Aim of the task:
Give every line of the entries below as a Markdown table with the columns "Row" and "Line", numbering the rows and skipping blank lines. Leave the pictures out.

Entries shown:
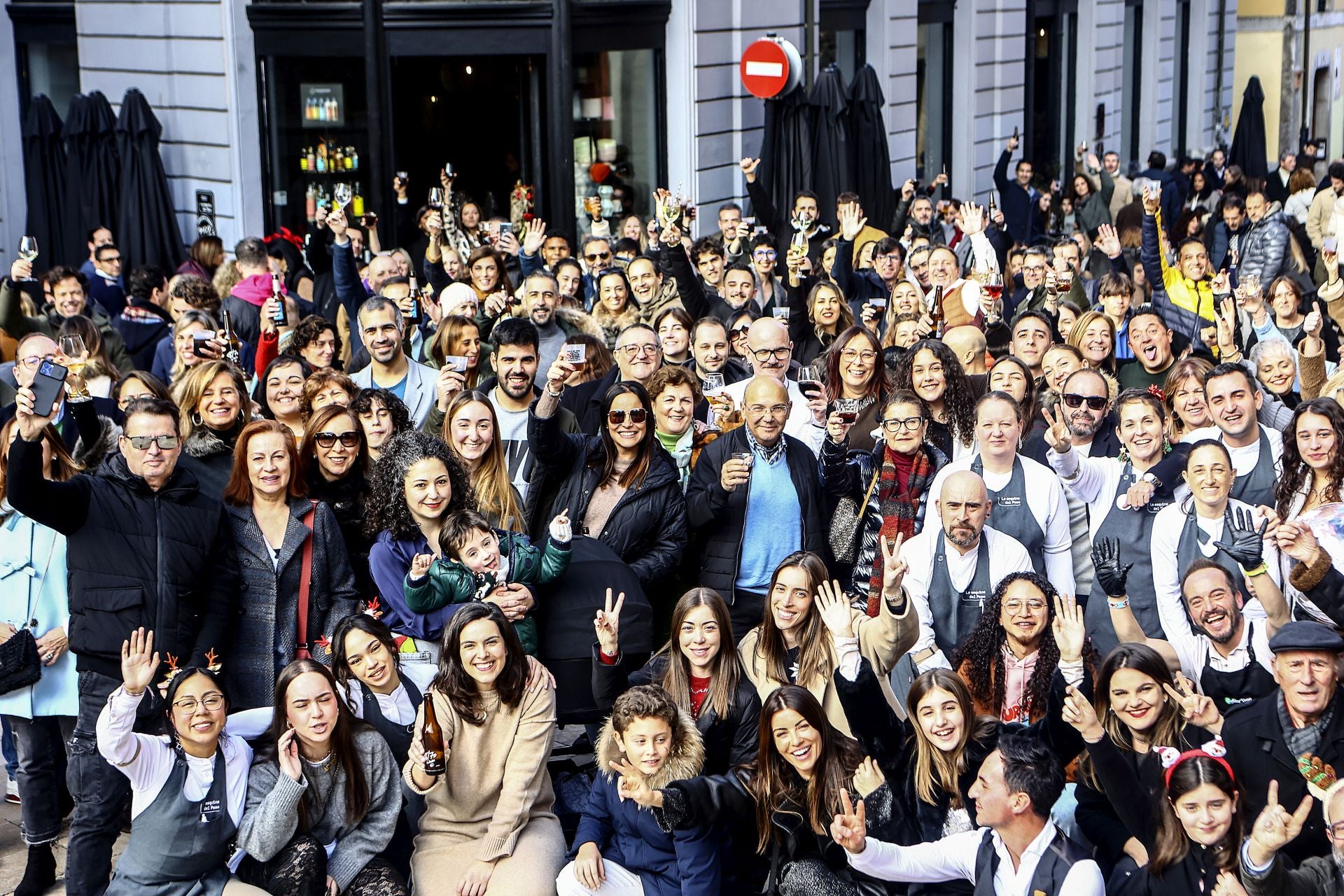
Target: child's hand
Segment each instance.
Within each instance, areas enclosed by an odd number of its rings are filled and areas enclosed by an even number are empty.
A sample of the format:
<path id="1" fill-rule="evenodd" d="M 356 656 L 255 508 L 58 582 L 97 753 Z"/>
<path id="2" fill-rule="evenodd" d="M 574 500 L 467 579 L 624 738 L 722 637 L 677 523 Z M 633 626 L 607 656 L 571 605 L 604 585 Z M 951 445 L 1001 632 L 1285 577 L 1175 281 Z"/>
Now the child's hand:
<path id="1" fill-rule="evenodd" d="M 574 537 L 574 528 L 570 525 L 570 509 L 564 508 L 551 520 L 551 537 L 562 544 Z"/>
<path id="2" fill-rule="evenodd" d="M 410 578 L 413 580 L 414 579 L 423 579 L 425 576 L 429 575 L 429 568 L 433 564 L 434 564 L 434 555 L 433 553 L 417 553 L 414 557 L 411 557 Z"/>

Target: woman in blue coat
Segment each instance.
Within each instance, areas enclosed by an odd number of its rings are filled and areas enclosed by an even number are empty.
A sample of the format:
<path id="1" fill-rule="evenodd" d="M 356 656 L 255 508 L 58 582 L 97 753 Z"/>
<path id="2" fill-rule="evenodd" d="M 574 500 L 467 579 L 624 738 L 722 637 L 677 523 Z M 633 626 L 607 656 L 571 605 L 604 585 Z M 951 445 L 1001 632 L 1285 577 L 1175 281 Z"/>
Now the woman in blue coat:
<path id="1" fill-rule="evenodd" d="M 38 642 L 42 678 L 27 688 L 0 695 L 0 715 L 13 729 L 19 748 L 19 798 L 23 801 L 23 841 L 28 865 L 17 893 L 43 893 L 56 883 L 51 845 L 60 834 L 65 791 L 65 743 L 79 713 L 75 658 L 66 641 L 70 617 L 66 590 L 66 536 L 26 517 L 5 500 L 9 442 L 15 422 L 0 426 L 0 642 L 26 629 Z M 79 472 L 56 430 L 42 434 L 43 470 L 48 480 L 65 481 Z"/>
<path id="2" fill-rule="evenodd" d="M 716 827 L 664 832 L 652 809 L 621 799 L 618 791 L 621 774 L 638 774 L 655 789 L 700 774 L 704 747 L 691 715 L 657 685 L 630 688 L 612 708 L 597 759 L 598 775 L 574 834 L 574 860 L 555 880 L 559 896 L 587 895 L 603 881 L 633 884 L 632 877 L 645 896 L 718 893 Z"/>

The result:
| Row | Line |
|---|---|
| 1 | Target: child's hand |
| 2 | Segment each instance. |
| 3 | Within each instance, areas enclosed by an odd number of its rings are filled and areas enclosed by an even number are empty. |
| 4 | A sample of the format: |
| 5 | <path id="1" fill-rule="evenodd" d="M 356 656 L 255 508 L 58 582 L 97 753 Z"/> |
| 6 | <path id="2" fill-rule="evenodd" d="M 574 500 L 467 579 L 624 738 L 722 637 L 677 523 Z M 633 626 L 607 656 L 571 605 L 604 585 Z M 951 445 L 1001 632 L 1285 577 L 1175 281 Z"/> |
| 7 | Now the child's hand: |
| 8 | <path id="1" fill-rule="evenodd" d="M 574 537 L 574 528 L 570 525 L 570 509 L 564 508 L 551 520 L 551 537 L 562 544 Z"/> |
| 9 | <path id="2" fill-rule="evenodd" d="M 410 578 L 413 580 L 414 579 L 423 579 L 425 576 L 429 575 L 429 568 L 433 564 L 434 564 L 434 555 L 433 553 L 417 553 L 414 557 L 411 557 Z"/> |
| 10 | Target: woman in blue coat |
| 11 | Segment each instance. |
| 12 | Within each instance, areas enclosed by an odd number of its rings are filled and areas enclosed by an even number are empty. |
| 13 | A sample of the format: |
| 14 | <path id="1" fill-rule="evenodd" d="M 356 656 L 255 508 L 58 582 L 97 753 Z"/> |
| 15 | <path id="2" fill-rule="evenodd" d="M 574 500 L 467 579 L 624 738 L 722 637 L 677 523 Z M 633 626 L 607 656 L 571 605 L 604 585 Z M 951 445 L 1001 632 L 1285 577 L 1175 281 Z"/> |
| 16 | Now the woman in blue coat: |
| 17 | <path id="1" fill-rule="evenodd" d="M 38 642 L 42 678 L 27 688 L 0 695 L 0 715 L 13 729 L 19 748 L 19 798 L 23 801 L 23 841 L 28 865 L 17 893 L 43 893 L 56 883 L 51 845 L 60 834 L 65 791 L 65 743 L 79 713 L 75 658 L 66 641 L 70 617 L 66 590 L 66 536 L 26 517 L 5 500 L 9 442 L 15 422 L 0 426 L 0 642 L 26 629 Z M 79 472 L 56 430 L 42 434 L 43 470 L 48 480 L 65 481 Z"/> |
| 18 | <path id="2" fill-rule="evenodd" d="M 716 827 L 664 832 L 652 809 L 621 799 L 618 791 L 621 774 L 638 774 L 655 789 L 700 774 L 704 747 L 691 715 L 657 685 L 630 688 L 612 708 L 597 759 L 598 775 L 574 834 L 574 860 L 555 880 L 559 896 L 587 895 L 603 881 L 633 884 L 632 877 L 645 896 L 718 893 Z"/> |